***** Data for processing *****
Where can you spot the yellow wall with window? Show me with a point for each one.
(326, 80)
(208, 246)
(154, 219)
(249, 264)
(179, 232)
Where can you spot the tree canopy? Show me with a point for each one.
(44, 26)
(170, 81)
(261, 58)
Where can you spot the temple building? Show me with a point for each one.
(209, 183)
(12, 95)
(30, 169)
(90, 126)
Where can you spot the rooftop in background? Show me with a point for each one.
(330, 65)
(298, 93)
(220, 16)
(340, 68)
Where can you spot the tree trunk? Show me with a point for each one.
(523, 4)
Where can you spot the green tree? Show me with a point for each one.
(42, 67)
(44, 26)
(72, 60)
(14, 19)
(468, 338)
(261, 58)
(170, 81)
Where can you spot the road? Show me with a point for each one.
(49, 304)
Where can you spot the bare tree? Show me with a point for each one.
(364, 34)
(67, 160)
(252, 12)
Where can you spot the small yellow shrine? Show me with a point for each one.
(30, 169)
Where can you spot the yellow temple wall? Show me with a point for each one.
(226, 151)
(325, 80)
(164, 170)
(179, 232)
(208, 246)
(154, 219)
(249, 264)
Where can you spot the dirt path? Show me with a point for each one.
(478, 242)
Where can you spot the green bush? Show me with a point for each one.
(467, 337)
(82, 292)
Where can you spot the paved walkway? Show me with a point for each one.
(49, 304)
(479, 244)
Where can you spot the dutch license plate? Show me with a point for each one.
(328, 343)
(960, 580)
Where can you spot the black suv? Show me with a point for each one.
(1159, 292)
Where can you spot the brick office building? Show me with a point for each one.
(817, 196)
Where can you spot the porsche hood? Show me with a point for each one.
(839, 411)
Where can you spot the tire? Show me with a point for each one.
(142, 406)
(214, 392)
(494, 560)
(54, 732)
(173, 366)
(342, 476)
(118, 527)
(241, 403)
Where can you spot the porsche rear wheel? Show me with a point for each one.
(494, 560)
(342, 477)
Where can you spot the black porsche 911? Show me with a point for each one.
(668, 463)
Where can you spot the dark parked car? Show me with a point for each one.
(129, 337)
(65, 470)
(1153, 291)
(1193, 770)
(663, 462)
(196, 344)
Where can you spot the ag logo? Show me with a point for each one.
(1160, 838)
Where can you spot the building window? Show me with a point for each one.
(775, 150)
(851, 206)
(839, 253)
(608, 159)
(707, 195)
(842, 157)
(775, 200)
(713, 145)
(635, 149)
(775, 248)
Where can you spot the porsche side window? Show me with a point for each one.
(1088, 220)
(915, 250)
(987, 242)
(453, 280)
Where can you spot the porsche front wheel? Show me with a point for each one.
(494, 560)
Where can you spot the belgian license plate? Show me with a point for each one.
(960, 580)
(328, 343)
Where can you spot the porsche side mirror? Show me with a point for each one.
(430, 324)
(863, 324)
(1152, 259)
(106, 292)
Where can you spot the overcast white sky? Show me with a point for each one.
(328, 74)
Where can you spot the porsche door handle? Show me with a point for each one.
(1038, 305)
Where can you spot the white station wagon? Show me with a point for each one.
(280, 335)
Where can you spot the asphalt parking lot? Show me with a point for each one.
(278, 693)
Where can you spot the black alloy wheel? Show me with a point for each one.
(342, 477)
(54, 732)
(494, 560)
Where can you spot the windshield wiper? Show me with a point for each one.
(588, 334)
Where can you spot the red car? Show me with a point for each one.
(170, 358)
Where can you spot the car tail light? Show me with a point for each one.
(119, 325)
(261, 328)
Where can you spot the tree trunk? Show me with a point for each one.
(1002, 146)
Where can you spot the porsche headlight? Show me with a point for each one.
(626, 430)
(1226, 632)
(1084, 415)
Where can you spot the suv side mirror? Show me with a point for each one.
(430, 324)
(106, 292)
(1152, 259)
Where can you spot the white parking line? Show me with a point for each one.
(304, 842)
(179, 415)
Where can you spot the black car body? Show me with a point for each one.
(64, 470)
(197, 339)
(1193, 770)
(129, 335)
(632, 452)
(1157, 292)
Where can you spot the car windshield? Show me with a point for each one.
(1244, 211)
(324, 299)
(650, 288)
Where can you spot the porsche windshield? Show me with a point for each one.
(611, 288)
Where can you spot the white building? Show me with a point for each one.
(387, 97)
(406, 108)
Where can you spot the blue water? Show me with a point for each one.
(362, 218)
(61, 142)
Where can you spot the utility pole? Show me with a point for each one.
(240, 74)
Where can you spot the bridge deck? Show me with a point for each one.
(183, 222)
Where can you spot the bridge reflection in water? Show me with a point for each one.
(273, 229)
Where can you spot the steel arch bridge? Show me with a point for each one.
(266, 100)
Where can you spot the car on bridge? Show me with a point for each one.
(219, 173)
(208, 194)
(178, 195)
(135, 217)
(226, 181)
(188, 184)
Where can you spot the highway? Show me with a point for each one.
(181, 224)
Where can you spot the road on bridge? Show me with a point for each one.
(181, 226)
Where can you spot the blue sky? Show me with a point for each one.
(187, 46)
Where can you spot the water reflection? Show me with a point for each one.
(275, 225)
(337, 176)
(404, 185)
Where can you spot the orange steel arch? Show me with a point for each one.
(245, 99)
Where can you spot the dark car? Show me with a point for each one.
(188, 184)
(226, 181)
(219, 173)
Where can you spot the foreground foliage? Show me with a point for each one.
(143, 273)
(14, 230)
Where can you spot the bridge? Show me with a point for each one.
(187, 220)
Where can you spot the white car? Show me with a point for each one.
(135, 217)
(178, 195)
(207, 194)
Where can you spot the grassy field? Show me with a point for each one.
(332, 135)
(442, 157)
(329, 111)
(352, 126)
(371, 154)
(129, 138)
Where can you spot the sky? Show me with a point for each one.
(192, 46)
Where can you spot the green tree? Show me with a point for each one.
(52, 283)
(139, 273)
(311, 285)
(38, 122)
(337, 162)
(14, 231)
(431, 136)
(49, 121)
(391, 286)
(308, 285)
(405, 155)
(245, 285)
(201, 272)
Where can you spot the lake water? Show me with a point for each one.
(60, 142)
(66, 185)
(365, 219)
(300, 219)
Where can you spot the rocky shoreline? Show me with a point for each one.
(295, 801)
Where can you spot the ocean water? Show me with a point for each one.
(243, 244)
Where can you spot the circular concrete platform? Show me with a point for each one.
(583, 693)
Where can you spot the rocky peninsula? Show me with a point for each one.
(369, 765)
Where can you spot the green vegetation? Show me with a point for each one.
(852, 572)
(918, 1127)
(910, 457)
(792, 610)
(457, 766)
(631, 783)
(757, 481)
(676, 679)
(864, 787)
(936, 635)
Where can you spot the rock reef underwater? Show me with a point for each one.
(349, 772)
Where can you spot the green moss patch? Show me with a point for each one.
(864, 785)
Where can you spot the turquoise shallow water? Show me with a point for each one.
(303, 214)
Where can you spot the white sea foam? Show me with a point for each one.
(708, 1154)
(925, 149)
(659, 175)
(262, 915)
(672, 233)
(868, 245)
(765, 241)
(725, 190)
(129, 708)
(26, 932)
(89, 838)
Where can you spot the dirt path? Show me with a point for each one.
*****
**Exercise description**
Every entry above, from first to last, should be repeated exactly.

**Your response**
Where can you spot the yellow wall with window? Show me with a point for each one.
(326, 80)
(208, 246)
(154, 219)
(249, 264)
(179, 232)
Where can you spot the tree canopy? Show me with a point for each one.
(44, 26)
(170, 81)
(261, 58)
Where can you spot the temple building? Show me with a point for each one.
(209, 183)
(12, 95)
(30, 169)
(90, 126)
Where can you spot the rooftop in background? Show me with a point for each one.
(330, 65)
(298, 93)
(220, 16)
(340, 68)
Where can you spot the tree trunk? Show me with a point for each one.
(523, 4)
Where can you spot the green tree? Show me with a point for each one.
(42, 67)
(44, 26)
(72, 60)
(14, 19)
(468, 338)
(261, 58)
(170, 81)
Where can you spot the road? Show me with a point for each one.
(49, 304)
Where can you spot the bare tree? Show me with a point for each one.
(364, 34)
(67, 160)
(252, 12)
Where can you spot the small yellow shrine? Show me with a point for each one.
(30, 169)
Where can you spot the yellow temple wall? Show me with a point for each one.
(226, 151)
(325, 80)
(164, 170)
(179, 232)
(208, 246)
(154, 219)
(249, 264)
Where can you spot the dirt path? Show me with a point for each one.
(478, 242)
Where can you spot the green bush? Show me with a point for each one.
(467, 337)
(82, 292)
Where can you spot the paved walkway? Show me with a point for each one.
(49, 304)
(479, 244)
Where can you spot the dutch license plate? Show me with a point for each one.
(328, 343)
(960, 580)
Where can you spot the black suv? Show me with a point for each one.
(1159, 292)
Where can you spot the brick office building? Show me with a point for each one.
(817, 196)
Where can you spot the porsche hood? Show me with a point for each one.
(839, 411)
Where can you spot the tire? Show me with a point for each one.
(142, 406)
(214, 392)
(494, 560)
(54, 732)
(173, 366)
(342, 476)
(118, 527)
(241, 403)
Where can you spot the porsche rear wheel? Show me with a point for each one.
(494, 560)
(342, 477)
Where can you spot the black porsche 911? Show me with a point for each one.
(668, 463)
Where can you spot the dark parked car? Show me with a point for each one.
(129, 337)
(65, 470)
(1153, 291)
(1193, 770)
(663, 462)
(196, 344)
Where can you spot the ag logo? Show me with a point for each one.
(1160, 838)
Where can you spot the building window? Show me with a point for each one.
(775, 150)
(851, 206)
(839, 253)
(608, 159)
(707, 195)
(842, 157)
(775, 200)
(713, 145)
(635, 149)
(775, 248)
Where can you spot the porsche side window? Show me with a point for each one.
(1088, 220)
(915, 250)
(987, 242)
(453, 280)
Where can you spot the porsche front wheel? Show me with a point for each one.
(494, 560)
Where can you spot the belgian license plate? Show me with a point for each one.
(960, 580)
(328, 343)
Where can you spot the porsche side mirror? Show me with a point for each one.
(430, 324)
(863, 324)
(1152, 259)
(106, 292)
Where can you spot the overcast white sky? Show me with a point for each one.
(328, 74)
Where can you spot the porsche door handle? Show me with a point for each one.
(1038, 305)
Where can you spot the white station wagon? Show me with a point for each one.
(280, 335)
Where can you spot the asphalt parking lot? Show me with a point for each one.
(278, 693)
Where can you spot the black alloy wheel? Show me with a point for each one.
(342, 477)
(54, 732)
(494, 560)
Where can you spot the windshield wiper? Show me with a point for each one.
(588, 334)
Where can you spot the red car? Show me with a point for each one.
(170, 358)
Where can you spot the car tail light? Show me with a point for each one.
(119, 325)
(261, 328)
Where can you spot the tree trunk? Show me with a point for each one.
(1002, 146)
Where can you spot the porsche headlight? Show me with a point for each one.
(626, 430)
(1226, 632)
(1084, 415)
Where can you spot the suv side mirror? Show me with a point for each one.
(430, 324)
(106, 292)
(1152, 259)
Where can you spot the white parking line? Show me with a point for each one.
(304, 842)
(179, 415)
Where can you spot the black car body? Show me with a point for each one.
(64, 470)
(197, 339)
(1193, 770)
(129, 335)
(632, 452)
(1157, 292)
Where can you spot the car windshield? Show me with a point for each one.
(1244, 211)
(324, 299)
(650, 288)
Where can you spot the porsche windshield? Show me with a point for each one.
(611, 288)
Where can you spot the white building? Show me with a point for each one.
(387, 97)
(406, 108)
Where can you spot the blue water? Show me with a point for each one.
(362, 218)
(61, 142)
Where can you spot the utility pole? Show me with a point for each one.
(240, 74)
Where can you spot the bridge deck? Show me with a point for each one.
(183, 222)
Where can you spot the bridge reflection in water? Show me with a point for each one.
(273, 229)
Where can you spot the steel arch bridge? Show me with a point for each one.
(266, 100)
Where can you spot the car on bridge? Show me with a point for each one.
(219, 173)
(208, 194)
(178, 195)
(135, 217)
(226, 181)
(188, 184)
Where can you spot the highway? Show me with a point for each one.
(181, 224)
Where can you spot the road on bridge? Show me with a point for each one.
(181, 226)
Where can you spot the blue sky? Show me with a point for each one.
(187, 46)
Where can you spot the water reflection? Show me with a point for each one.
(275, 225)
(337, 176)
(404, 185)
Where can you spot the orange steel arch? Show me with a point for each one.
(245, 99)
Where can you spot the dark car? Show me with a point for each one.
(188, 184)
(226, 181)
(219, 173)
Where can you spot the foreground foliage? Show me with a point for each one.
(143, 273)
(14, 230)
Where can you spot the bridge? Show me with a point for each one.
(187, 220)
Where can you spot the white car? Show me with a point for each one.
(135, 217)
(178, 195)
(207, 194)
Where can you spot the grassy field? Show me with a point for each one.
(332, 135)
(442, 157)
(329, 111)
(352, 126)
(371, 154)
(129, 138)
Where can you spot the sky? Show me with a point for each one.
(192, 46)
Where can you spot the green tree? Show me with a point for each one.
(52, 283)
(139, 273)
(311, 285)
(38, 122)
(337, 162)
(14, 231)
(431, 136)
(49, 121)
(391, 286)
(308, 285)
(405, 155)
(245, 285)
(201, 272)
Where can you spot the lake water? Show me with a point for each one.
(60, 142)
(66, 185)
(365, 219)
(300, 219)
Where can you spot the rocky shoreline? Show me with a point for each one.
(295, 801)
Where can you spot the ocean water? Show me with a point for each one.
(243, 244)
Where can you spot the circular concrete platform? Show me with a point for each one.
(583, 693)
Where can you spot the rocky peninsula? Show me with a point for each one.
(369, 765)
Where can you spot the green vegetation? Show me with a point for each one.
(852, 572)
(918, 1127)
(910, 457)
(792, 610)
(457, 766)
(631, 783)
(757, 481)
(676, 679)
(864, 787)
(936, 635)
Where can you spot the rock reef underwater? Show me with a point for each one.
(349, 772)
Where can you spot the green moss patch? Show me with a point for each one.
(864, 785)
Where can you spot the turquoise shallow water? Show me with a point for each one.
(303, 214)
Where can you spot the white sea foam? Show me with a point for each one.
(708, 1154)
(925, 149)
(659, 175)
(262, 915)
(672, 233)
(868, 245)
(765, 241)
(725, 190)
(129, 708)
(26, 932)
(89, 838)
Where can you spot the dirt path? Show me with a point for each one.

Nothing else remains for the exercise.